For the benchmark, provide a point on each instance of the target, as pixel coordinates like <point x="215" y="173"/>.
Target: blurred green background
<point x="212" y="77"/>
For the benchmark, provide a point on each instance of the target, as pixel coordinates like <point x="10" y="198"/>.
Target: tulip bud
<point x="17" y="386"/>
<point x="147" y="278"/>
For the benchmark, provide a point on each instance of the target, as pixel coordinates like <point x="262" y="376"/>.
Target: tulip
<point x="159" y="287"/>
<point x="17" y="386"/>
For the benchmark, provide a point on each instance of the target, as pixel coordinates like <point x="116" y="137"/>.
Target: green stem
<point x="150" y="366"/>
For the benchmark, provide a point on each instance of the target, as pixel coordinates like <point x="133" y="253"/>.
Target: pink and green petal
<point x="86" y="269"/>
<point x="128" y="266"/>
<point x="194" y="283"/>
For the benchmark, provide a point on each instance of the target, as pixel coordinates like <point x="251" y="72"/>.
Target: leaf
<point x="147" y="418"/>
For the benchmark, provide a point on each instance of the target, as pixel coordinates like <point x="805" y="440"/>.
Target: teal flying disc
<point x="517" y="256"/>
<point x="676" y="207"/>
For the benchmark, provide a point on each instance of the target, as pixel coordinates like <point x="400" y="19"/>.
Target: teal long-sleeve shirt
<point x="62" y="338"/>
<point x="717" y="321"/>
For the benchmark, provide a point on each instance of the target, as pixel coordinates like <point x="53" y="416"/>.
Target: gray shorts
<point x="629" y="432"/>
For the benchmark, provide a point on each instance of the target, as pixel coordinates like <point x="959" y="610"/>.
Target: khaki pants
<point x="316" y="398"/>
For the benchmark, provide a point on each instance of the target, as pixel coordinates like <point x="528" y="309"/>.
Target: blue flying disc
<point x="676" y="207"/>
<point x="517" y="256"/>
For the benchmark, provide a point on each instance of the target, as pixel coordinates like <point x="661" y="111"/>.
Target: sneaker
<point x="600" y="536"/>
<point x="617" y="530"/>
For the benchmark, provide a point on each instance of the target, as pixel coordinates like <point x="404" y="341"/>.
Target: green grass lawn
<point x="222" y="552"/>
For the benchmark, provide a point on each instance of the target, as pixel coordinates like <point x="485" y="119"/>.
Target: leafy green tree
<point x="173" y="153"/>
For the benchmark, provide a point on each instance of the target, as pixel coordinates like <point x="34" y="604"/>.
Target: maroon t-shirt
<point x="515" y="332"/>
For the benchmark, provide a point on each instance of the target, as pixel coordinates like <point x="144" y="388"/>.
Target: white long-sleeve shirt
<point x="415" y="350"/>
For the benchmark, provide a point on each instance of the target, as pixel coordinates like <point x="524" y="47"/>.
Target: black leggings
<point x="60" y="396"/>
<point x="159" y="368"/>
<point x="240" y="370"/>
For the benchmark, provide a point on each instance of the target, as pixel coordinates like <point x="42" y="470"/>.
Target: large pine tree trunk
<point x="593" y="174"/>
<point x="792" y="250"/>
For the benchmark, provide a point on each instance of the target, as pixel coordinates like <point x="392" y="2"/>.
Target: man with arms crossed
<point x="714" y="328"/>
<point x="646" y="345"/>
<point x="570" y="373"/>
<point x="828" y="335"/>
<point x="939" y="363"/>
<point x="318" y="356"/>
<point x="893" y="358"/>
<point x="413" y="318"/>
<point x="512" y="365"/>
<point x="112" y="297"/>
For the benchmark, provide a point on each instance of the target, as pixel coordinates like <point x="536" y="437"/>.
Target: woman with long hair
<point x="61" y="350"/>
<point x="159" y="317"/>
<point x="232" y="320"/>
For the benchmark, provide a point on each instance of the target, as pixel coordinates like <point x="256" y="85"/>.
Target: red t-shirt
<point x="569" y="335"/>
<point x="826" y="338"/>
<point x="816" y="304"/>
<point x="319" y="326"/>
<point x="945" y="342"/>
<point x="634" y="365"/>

- _DIRECTIVE_: Your task is to transcribe the listing above in full, exactly as given.

- _SOLUTION TO THE EXERCISE_:
For the benchmark, provide a point on each instance of the target, as pixel coordinates like <point x="215" y="173"/>.
Target: blurred green background
<point x="212" y="77"/>
For the benchmark, provide a point on each instance of the target, as pixel coordinates like <point x="10" y="198"/>.
Target: tulip bud
<point x="17" y="386"/>
<point x="147" y="278"/>
For the benchmark, provide a point on each instance of the target, as pixel coordinates like <point x="262" y="376"/>.
Target: tulip
<point x="159" y="287"/>
<point x="17" y="386"/>
For the benchmark, provide a point on each instance of the target, as pixel coordinates like <point x="116" y="137"/>.
Target: green stem
<point x="150" y="366"/>
For the benchmark, provide a point on each instance of the target, as pixel coordinates like <point x="133" y="253"/>.
Target: pink and green petal
<point x="86" y="269"/>
<point x="128" y="266"/>
<point x="194" y="283"/>
For the benchmark, provide a point on each instance of the target, as pixel coordinates like <point x="251" y="72"/>.
Target: leaf
<point x="147" y="418"/>
For the benchmark, provide a point on each instance of the target, as pixel coordinates like <point x="805" y="440"/>.
Target: teal flying disc
<point x="517" y="256"/>
<point x="676" y="207"/>
For the benchmark, provide a point on each instance of the target, as pixel coordinates like <point x="400" y="19"/>.
Target: teal long-sleeve shirt
<point x="62" y="338"/>
<point x="717" y="321"/>
For the benchmark, provide a point on each instance of the target, as pixel coordinates like <point x="53" y="416"/>.
Target: gray shorts
<point x="629" y="432"/>
For the benchmark, provide a point on each instance of the target, as pixel coordinates like <point x="959" y="610"/>.
Target: khaki pants
<point x="316" y="398"/>
For the benchmark, provide a point on each instance of the target, as pixel coordinates like <point x="528" y="309"/>.
Target: blue flying disc
<point x="676" y="207"/>
<point x="517" y="256"/>
For the benchmark, provide a point on each instance of the target, as pixel coordinates like <point x="661" y="111"/>.
Target: sneaker
<point x="600" y="536"/>
<point x="617" y="530"/>
For the benchmark, provide a point on each instance of the target, as pixel coordinates like <point x="404" y="341"/>.
Target: green grass lawn
<point x="222" y="552"/>
For the benchmark, provide a point on each instance of the target, as pixel coordinates like <point x="485" y="119"/>.
Target: leafy green tree
<point x="173" y="153"/>
For the benchmark, provide a point on each instance of the target, as pixel coordinates like <point x="34" y="604"/>.
Target: maroon t-shirt
<point x="515" y="332"/>
For the benchmark, provide a point on each instance of the target, as pixel coordinates like <point x="144" y="388"/>.
Target: white long-sleeve shirt
<point x="415" y="350"/>
For the benchmark, provide a point on each instance of the target, as pixel coordinates like <point x="524" y="47"/>.
Target: black leggings
<point x="60" y="396"/>
<point x="159" y="368"/>
<point x="240" y="370"/>
For the benchmark, provide a point on each instance of the target, as pixel coordinates like <point x="42" y="470"/>.
Target: large pine tree trunk
<point x="593" y="174"/>
<point x="792" y="250"/>
For the benchmark, provide a point on each instance of the target, as pixel coordinates like <point x="392" y="2"/>.
Target: man with arms crossed
<point x="714" y="328"/>
<point x="646" y="345"/>
<point x="570" y="373"/>
<point x="828" y="335"/>
<point x="939" y="363"/>
<point x="318" y="356"/>
<point x="893" y="358"/>
<point x="413" y="318"/>
<point x="512" y="365"/>
<point x="112" y="297"/>
For the benchmark, provide a point on each instance of the target, as pixel coordinates like <point x="536" y="437"/>.
Target: woman with long hair
<point x="61" y="350"/>
<point x="159" y="317"/>
<point x="232" y="320"/>
For the benchmark, provide a point on each instance of the target, as pixel coordinates like <point x="256" y="85"/>.
Target: red t-shirt
<point x="569" y="335"/>
<point x="826" y="338"/>
<point x="816" y="304"/>
<point x="319" y="326"/>
<point x="945" y="342"/>
<point x="634" y="365"/>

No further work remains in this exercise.